(Region annotation entries)
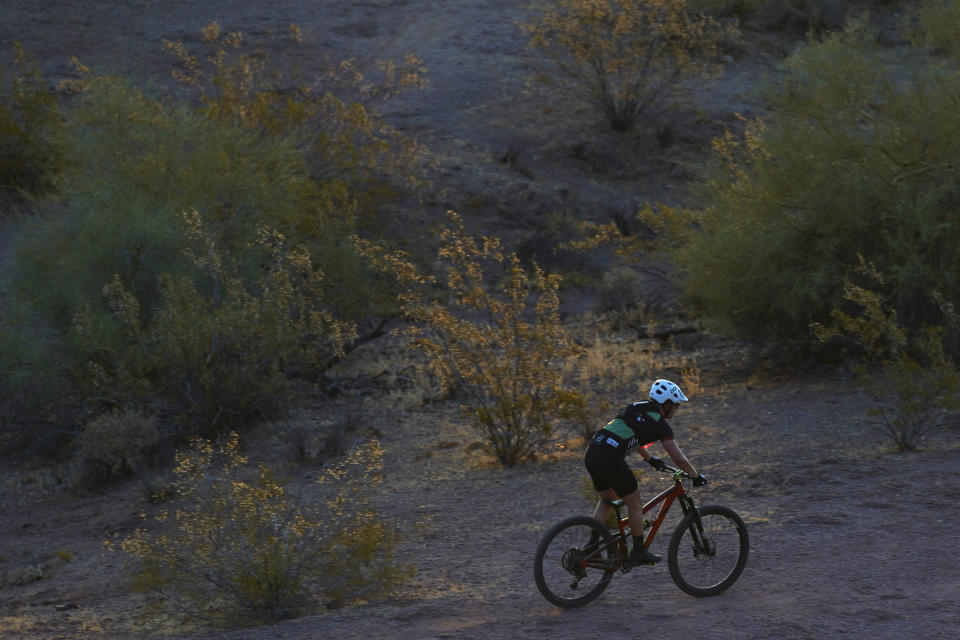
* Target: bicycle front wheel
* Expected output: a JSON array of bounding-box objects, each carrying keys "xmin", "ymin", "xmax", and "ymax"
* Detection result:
[
  {"xmin": 667, "ymin": 505, "xmax": 750, "ymax": 597},
  {"xmin": 533, "ymin": 516, "xmax": 616, "ymax": 609}
]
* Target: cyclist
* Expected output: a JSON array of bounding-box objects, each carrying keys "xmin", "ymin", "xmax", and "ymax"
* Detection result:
[{"xmin": 584, "ymin": 379, "xmax": 707, "ymax": 564}]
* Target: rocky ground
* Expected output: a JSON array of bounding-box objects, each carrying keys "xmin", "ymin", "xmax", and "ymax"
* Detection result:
[{"xmin": 0, "ymin": 0, "xmax": 960, "ymax": 640}]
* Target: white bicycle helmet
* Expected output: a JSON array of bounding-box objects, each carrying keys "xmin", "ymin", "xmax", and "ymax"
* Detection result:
[{"xmin": 650, "ymin": 378, "xmax": 688, "ymax": 404}]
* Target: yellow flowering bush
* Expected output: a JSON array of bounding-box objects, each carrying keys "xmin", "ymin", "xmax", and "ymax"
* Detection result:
[{"xmin": 118, "ymin": 433, "xmax": 412, "ymax": 625}]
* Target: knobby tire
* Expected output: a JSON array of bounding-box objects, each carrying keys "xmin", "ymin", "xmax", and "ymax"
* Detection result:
[
  {"xmin": 667, "ymin": 505, "xmax": 750, "ymax": 598},
  {"xmin": 533, "ymin": 516, "xmax": 616, "ymax": 609}
]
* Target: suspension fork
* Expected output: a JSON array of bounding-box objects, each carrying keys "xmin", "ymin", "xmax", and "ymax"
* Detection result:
[{"xmin": 680, "ymin": 493, "xmax": 707, "ymax": 549}]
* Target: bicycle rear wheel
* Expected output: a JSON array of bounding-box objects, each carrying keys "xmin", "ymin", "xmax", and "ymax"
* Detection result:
[
  {"xmin": 667, "ymin": 505, "xmax": 750, "ymax": 597},
  {"xmin": 533, "ymin": 516, "xmax": 616, "ymax": 609}
]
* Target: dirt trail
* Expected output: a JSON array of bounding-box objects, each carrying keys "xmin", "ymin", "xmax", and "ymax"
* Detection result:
[{"xmin": 0, "ymin": 0, "xmax": 960, "ymax": 640}]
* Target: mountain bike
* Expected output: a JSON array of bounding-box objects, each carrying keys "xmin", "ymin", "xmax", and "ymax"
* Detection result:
[{"xmin": 533, "ymin": 465, "xmax": 750, "ymax": 609}]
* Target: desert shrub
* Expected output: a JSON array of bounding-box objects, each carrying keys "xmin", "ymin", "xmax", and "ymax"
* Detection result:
[
  {"xmin": 11, "ymin": 72, "xmax": 316, "ymax": 330},
  {"xmin": 118, "ymin": 434, "xmax": 412, "ymax": 625},
  {"xmin": 817, "ymin": 258, "xmax": 960, "ymax": 451},
  {"xmin": 165, "ymin": 22, "xmax": 426, "ymax": 255},
  {"xmin": 0, "ymin": 42, "xmax": 63, "ymax": 193},
  {"xmin": 76, "ymin": 212, "xmax": 353, "ymax": 433},
  {"xmin": 365, "ymin": 212, "xmax": 586, "ymax": 466},
  {"xmin": 907, "ymin": 0, "xmax": 960, "ymax": 57},
  {"xmin": 679, "ymin": 21, "xmax": 960, "ymax": 346},
  {"xmin": 72, "ymin": 410, "xmax": 161, "ymax": 489},
  {"xmin": 562, "ymin": 203, "xmax": 699, "ymax": 316},
  {"xmin": 521, "ymin": 0, "xmax": 734, "ymax": 131}
]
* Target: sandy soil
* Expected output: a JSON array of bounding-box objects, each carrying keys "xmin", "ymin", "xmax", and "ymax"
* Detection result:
[{"xmin": 0, "ymin": 0, "xmax": 960, "ymax": 640}]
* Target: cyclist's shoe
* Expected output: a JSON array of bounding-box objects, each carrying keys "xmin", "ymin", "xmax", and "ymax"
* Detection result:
[{"xmin": 630, "ymin": 544, "xmax": 660, "ymax": 564}]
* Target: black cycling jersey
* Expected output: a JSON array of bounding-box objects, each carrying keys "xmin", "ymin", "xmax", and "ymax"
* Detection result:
[{"xmin": 592, "ymin": 400, "xmax": 673, "ymax": 456}]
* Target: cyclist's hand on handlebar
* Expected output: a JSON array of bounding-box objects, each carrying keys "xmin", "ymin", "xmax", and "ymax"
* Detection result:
[{"xmin": 647, "ymin": 456, "xmax": 667, "ymax": 471}]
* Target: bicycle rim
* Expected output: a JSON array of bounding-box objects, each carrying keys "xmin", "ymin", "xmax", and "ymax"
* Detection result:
[
  {"xmin": 533, "ymin": 516, "xmax": 615, "ymax": 609},
  {"xmin": 667, "ymin": 505, "xmax": 750, "ymax": 597}
]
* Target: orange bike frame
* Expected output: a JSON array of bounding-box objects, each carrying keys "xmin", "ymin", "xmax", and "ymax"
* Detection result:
[{"xmin": 617, "ymin": 481, "xmax": 687, "ymax": 555}]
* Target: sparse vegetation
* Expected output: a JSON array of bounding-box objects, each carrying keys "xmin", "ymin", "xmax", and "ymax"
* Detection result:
[
  {"xmin": 679, "ymin": 21, "xmax": 960, "ymax": 347},
  {"xmin": 358, "ymin": 213, "xmax": 586, "ymax": 466},
  {"xmin": 0, "ymin": 42, "xmax": 64, "ymax": 195},
  {"xmin": 117, "ymin": 434, "xmax": 413, "ymax": 625},
  {"xmin": 522, "ymin": 0, "xmax": 736, "ymax": 131},
  {"xmin": 817, "ymin": 258, "xmax": 960, "ymax": 451}
]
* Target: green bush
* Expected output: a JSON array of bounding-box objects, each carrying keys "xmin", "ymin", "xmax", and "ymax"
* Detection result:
[
  {"xmin": 76, "ymin": 213, "xmax": 354, "ymax": 433},
  {"xmin": 521, "ymin": 0, "xmax": 736, "ymax": 131},
  {"xmin": 0, "ymin": 36, "xmax": 421, "ymax": 439},
  {"xmin": 907, "ymin": 0, "xmax": 960, "ymax": 57},
  {"xmin": 817, "ymin": 258, "xmax": 960, "ymax": 451},
  {"xmin": 0, "ymin": 42, "xmax": 63, "ymax": 194},
  {"xmin": 679, "ymin": 22, "xmax": 960, "ymax": 346},
  {"xmin": 358, "ymin": 212, "xmax": 586, "ymax": 466},
  {"xmin": 118, "ymin": 434, "xmax": 413, "ymax": 626}
]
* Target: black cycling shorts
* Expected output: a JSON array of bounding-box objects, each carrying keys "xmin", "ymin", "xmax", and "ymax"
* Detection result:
[{"xmin": 583, "ymin": 443, "xmax": 639, "ymax": 498}]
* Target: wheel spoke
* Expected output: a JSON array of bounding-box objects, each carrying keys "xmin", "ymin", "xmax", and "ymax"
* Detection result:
[
  {"xmin": 669, "ymin": 507, "xmax": 749, "ymax": 596},
  {"xmin": 534, "ymin": 517, "xmax": 613, "ymax": 607}
]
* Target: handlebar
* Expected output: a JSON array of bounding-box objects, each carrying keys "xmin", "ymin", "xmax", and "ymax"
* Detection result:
[{"xmin": 658, "ymin": 464, "xmax": 693, "ymax": 480}]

▶ [What is asked]: Reproduce the lines word for word, starting at the one holding "black cycling shorts" and ending at the final line of the material above.

▶ [The result]:
* Target: black cycling shorts
* Expected output: a JSON array of bounding-box objects, each carrying keys "xmin", "ymin", "xmax", and "ymax"
* Detection result:
[{"xmin": 583, "ymin": 443, "xmax": 639, "ymax": 498}]
* Target: wheel spoke
* Expected output: a JSON array of bounding-box objects, each carrying keys "xmin", "ymin", "xmax", and "ymax"
* Detection result:
[
  {"xmin": 669, "ymin": 507, "xmax": 749, "ymax": 596},
  {"xmin": 534, "ymin": 517, "xmax": 613, "ymax": 607}
]
* Target: handlebar
* Expected output: a JSON array of bounding-box objects, each carrying keys "xmin", "ymin", "xmax", and "ymax"
* Detection result:
[{"xmin": 658, "ymin": 464, "xmax": 693, "ymax": 480}]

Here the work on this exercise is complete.